» REQUIREMENTS: Pull out every line in the rows below that contains the string "blurred", and copy each one in full.

» DATASET RECORDS:
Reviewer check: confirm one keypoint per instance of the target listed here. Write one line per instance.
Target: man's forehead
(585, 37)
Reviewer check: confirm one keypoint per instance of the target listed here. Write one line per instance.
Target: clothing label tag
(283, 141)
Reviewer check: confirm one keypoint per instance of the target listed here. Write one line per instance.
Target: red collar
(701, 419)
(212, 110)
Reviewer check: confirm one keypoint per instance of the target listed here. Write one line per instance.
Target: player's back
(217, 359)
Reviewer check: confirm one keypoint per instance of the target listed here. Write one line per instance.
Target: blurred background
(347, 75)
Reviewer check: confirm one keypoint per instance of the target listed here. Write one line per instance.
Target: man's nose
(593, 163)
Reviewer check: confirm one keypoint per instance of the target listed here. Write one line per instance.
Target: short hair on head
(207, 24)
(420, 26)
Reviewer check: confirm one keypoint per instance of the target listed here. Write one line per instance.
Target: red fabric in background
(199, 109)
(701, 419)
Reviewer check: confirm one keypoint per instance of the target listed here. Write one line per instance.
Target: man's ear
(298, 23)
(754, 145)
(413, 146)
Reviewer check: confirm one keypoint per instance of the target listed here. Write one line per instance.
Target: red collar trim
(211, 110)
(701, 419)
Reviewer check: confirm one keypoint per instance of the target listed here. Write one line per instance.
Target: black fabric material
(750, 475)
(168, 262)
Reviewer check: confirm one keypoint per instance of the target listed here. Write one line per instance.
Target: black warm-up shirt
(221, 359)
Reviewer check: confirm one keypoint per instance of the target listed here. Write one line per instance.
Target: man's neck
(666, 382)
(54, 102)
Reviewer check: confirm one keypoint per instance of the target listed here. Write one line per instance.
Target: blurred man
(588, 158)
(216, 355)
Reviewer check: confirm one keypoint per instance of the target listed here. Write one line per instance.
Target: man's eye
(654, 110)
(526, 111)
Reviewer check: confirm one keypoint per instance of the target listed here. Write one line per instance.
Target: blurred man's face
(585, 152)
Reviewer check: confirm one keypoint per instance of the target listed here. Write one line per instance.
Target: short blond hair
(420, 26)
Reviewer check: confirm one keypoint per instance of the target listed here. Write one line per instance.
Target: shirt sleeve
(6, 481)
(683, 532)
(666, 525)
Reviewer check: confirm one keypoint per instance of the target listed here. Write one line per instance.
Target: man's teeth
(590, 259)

...

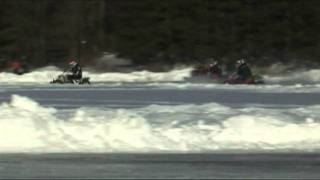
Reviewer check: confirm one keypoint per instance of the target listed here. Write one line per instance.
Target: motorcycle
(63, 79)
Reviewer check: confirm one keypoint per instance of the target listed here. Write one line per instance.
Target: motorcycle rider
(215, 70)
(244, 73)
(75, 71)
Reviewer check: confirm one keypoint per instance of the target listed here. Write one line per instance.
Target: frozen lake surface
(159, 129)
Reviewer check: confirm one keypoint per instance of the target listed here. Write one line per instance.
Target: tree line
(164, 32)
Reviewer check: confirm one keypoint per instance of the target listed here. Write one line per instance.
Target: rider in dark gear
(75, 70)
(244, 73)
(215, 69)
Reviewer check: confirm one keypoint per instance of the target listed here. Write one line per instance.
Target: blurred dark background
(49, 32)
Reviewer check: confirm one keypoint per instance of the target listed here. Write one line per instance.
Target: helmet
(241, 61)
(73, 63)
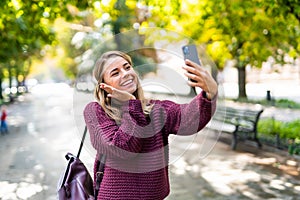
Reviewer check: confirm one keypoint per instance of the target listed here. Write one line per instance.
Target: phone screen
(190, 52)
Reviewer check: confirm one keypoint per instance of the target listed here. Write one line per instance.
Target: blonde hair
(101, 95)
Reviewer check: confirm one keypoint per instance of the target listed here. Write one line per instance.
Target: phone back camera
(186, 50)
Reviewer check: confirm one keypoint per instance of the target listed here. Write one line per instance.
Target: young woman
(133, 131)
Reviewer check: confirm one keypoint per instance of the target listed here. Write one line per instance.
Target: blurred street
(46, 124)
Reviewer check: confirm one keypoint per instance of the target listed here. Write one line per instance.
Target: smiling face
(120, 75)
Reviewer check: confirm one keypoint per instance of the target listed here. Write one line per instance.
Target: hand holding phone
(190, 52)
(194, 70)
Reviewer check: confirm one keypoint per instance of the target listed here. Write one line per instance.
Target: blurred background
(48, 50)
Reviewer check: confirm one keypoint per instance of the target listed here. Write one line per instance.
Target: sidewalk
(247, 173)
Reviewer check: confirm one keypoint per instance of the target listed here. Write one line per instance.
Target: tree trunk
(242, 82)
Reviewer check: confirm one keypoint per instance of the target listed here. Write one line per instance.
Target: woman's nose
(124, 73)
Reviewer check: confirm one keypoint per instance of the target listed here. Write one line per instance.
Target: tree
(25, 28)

» TASK RESPONSE:
Target: blurred background
Target: blurred man
Target: blurred man's face
Target: blurred dark background
Target: blurred street
Target: blurred background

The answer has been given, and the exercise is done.